Start
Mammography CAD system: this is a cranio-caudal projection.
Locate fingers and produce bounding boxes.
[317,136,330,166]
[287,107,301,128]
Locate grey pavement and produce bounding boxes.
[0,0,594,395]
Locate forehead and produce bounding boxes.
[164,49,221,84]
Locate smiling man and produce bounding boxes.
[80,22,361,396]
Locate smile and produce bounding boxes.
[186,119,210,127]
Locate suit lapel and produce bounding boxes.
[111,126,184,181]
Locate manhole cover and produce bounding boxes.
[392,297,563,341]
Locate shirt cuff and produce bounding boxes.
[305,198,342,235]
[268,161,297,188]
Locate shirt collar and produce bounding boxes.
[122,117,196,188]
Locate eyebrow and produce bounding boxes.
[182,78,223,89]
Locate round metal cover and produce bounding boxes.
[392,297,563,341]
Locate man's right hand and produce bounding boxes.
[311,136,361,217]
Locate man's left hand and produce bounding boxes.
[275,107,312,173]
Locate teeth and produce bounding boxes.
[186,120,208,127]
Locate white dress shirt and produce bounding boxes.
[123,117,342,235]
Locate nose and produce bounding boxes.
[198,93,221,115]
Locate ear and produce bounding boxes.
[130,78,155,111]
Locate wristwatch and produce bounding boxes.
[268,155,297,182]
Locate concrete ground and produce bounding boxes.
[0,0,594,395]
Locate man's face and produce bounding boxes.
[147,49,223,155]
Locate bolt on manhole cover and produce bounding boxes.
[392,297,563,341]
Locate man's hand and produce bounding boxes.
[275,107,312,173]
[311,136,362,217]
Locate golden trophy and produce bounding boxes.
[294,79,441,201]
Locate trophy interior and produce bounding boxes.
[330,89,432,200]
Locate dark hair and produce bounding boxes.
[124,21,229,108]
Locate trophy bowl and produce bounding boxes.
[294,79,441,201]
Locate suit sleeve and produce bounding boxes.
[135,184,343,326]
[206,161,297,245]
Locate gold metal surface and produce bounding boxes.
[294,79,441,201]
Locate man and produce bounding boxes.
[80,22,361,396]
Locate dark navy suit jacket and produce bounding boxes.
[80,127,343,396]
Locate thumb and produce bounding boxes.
End
Rewrite the data above, changing every "trophy" to "cup" and leaving all else unchanged.

*THE COMPLETED TASK*
Mammography CAD system: this is a cranio-caudal projection.
Locate fingers and produce bounding boxes.
[317,136,330,166]
[287,107,301,128]
Locate grey pavement and produce bounding boxes.
[0,0,594,395]
Locate forehead and produce bounding boxes.
[164,49,221,84]
Locate smiling man and produce bounding boxes.
[80,22,361,396]
Locate smile and produce bounding boxes.
[186,119,210,127]
Locate suit lapel and produce bounding boxes.
[111,126,184,181]
Locate manhole cover and produce bounding boxes.
[392,297,563,341]
Locate shirt cuff and produce bounding boxes.
[305,198,342,235]
[268,161,297,188]
Locate shirt collar and produce bounding boxes.
[122,117,196,188]
Locate eyebrow and produce bounding boxes.
[182,78,223,89]
Locate round metal cover and produce bounding boxes.
[392,297,563,341]
Locate man's right hand and produce bounding boxes.
[311,136,361,217]
Locate man's left hand and produce bounding boxes.
[275,107,312,173]
Locate teeth and produce bounding boxes.
[186,120,208,127]
Locate white dress shirt and produce bounding boxes.
[123,117,342,235]
Locate nose and produce bounding boxes.
[198,93,221,115]
Locate ear and produce bounding boxes.
[130,78,155,111]
Locate wristwatch and produce bounding boxes.
[268,155,297,182]
Locate concrete ground and produce bounding boxes.
[0,0,594,395]
Locate man's face and produce bounding boxes.
[147,49,223,155]
Locate bolt on manhole cover and produce bounding boxes.
[392,297,563,341]
Locate man's hand and produce bounding boxes.
[275,107,312,173]
[311,136,362,217]
Locate golden cup and produce bounding boxes.
[294,79,441,201]
Locate cup interior and produce bounding boxes.
[330,89,432,200]
Locate dark hair and produce bounding boxes.
[124,21,229,108]
Locate cup bowl and produce bounding boxes.
[294,79,441,201]
Locate suit sleeve and produce bounding boxes.
[135,184,343,326]
[206,161,297,245]
Locate gold metal surface and produce bounding boxes.
[294,79,441,201]
Locate man and produce bounding boxes.
[80,22,361,396]
Locate dark navy suit jacket and produce bounding boxes.
[80,127,343,396]
Locate thumb and produce bounding boxes.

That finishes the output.